--- BRIEF 1 ---
Reproduce the passage on relationship needs from "I think it's" to "at their worst.".
--- BRIEF 2 ---
In the passage on relationship needs, what strategy might a clingy and overly-attached person use to meet needs of certainty and variety?
--- BRIEF 3 ---
Carry the passage on relationship needs forward from its final sentence.

--- READING PASSAGE ---
------------------------------

Interestingly, a clingy & overly-attached person may be trying to meet those same needs of certainty & variety by a very different strategy of deeply attaching to a person. Same needs, very different strategies. Which is why we have to learn what needs the person's behavior may be meeting, and their strategies for meeting those needs and recognizing when they've met them-- because, at the end of the day, if you feel you are trying to meet their needs, but to them their needs are not being met, then the end effect is that their needs are still not met.
I think it's worth mentioning for relationships too that often, people use a need for Significance as a way to get love, which never ever works. But in our culture, we are confused about that. One way to get significance is to show up & then run away over and over. And by doing this, they use the 'hook' of your own desire to make them happy as a weapon against you, to keep you trying and trying and feeling like you're failing and failing, all the while, they are getting their significance needs met. It's super common. And if this rings true, remember that usually, this is an auto-pilot, unconscious strategy. When people try to get significance by taking instead of contributing, they tend to act at their worst.

------------------------------

--- COLLECTED DATA ---
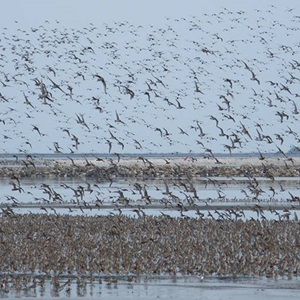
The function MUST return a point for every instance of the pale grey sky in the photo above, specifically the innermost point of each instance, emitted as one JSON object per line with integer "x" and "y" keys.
{"x": 80, "y": 12}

------------------------------

--- WRITTEN ANSWER 1 ---
I think it's worth mentioning for relationships too that often, people use a need for Significance as a way to get love, which never ever works. But in our culture, we are confused about that. One way to get significance is to show up & then run away over and over. And by doing this, they use the 'hook' of your own desire to make them happy as a weapon against you, to keep you trying and trying and feeling like you're failing and failing, all the while, they are getting their significance needs met. It's super common. And if this rings true, remember that usually, this is an auto-pilot, unconscious strategy. When people try to get significance by taking instead of contributing, they tend to act at their worst.

--- WRITTEN ANSWER 2 ---
Deeply attaching to a person.

--- WRITTEN ANSWER 3 ---
From Emily Orum
Acknowledging my patterns as a RECOVERING AVOIDANT ATTACHER and how to reframe
Judge harshly what others think, say, or do: I keep an open mind and accept others as they are.
Avoid emotional, physical, or sexual intimacy as a way to maintain distance: I engage in emotional, physical, or sexual intimacy when it is healthy and appropriate for me.
Allow addictions to people, places, and things to distract them from achieving intimacy in relationships: I practice my recovery to develop healthy and fulfilling relationships.
Use indirect or evasive communication to avoid conflict or confrontation: I use direct and straightforward communication to resolve conflicts and deal appropriately with confrontations.
Diminish their capacity to have healthy relationships by declining to use the tools of recovery: When I use the tools of recovery, I am able to develop and maintain healthy relationships of my choosing.
Suppress their feelings or needs to avoid feeling vulnerable: I embrace my own vulnerability by trusting and honoring my feelings and needs.
Pull people toward them, but when others get close, push them away: I welcome close relationships while maintaining healthy boundaries.
Refuse to give up their self-will to avoid surrendering to a power greater than themselves: I believe in and trust a power greater than myself. I willingly surrender my self-will to my Higher Power.
Believe displays of emotion are a sign of weakness. (this pattern I have done good work on): I honor my authentic emotions and share them when appropriate.
Withhold expressions of appreciation: I freely engage in expressions of appreciation toward others.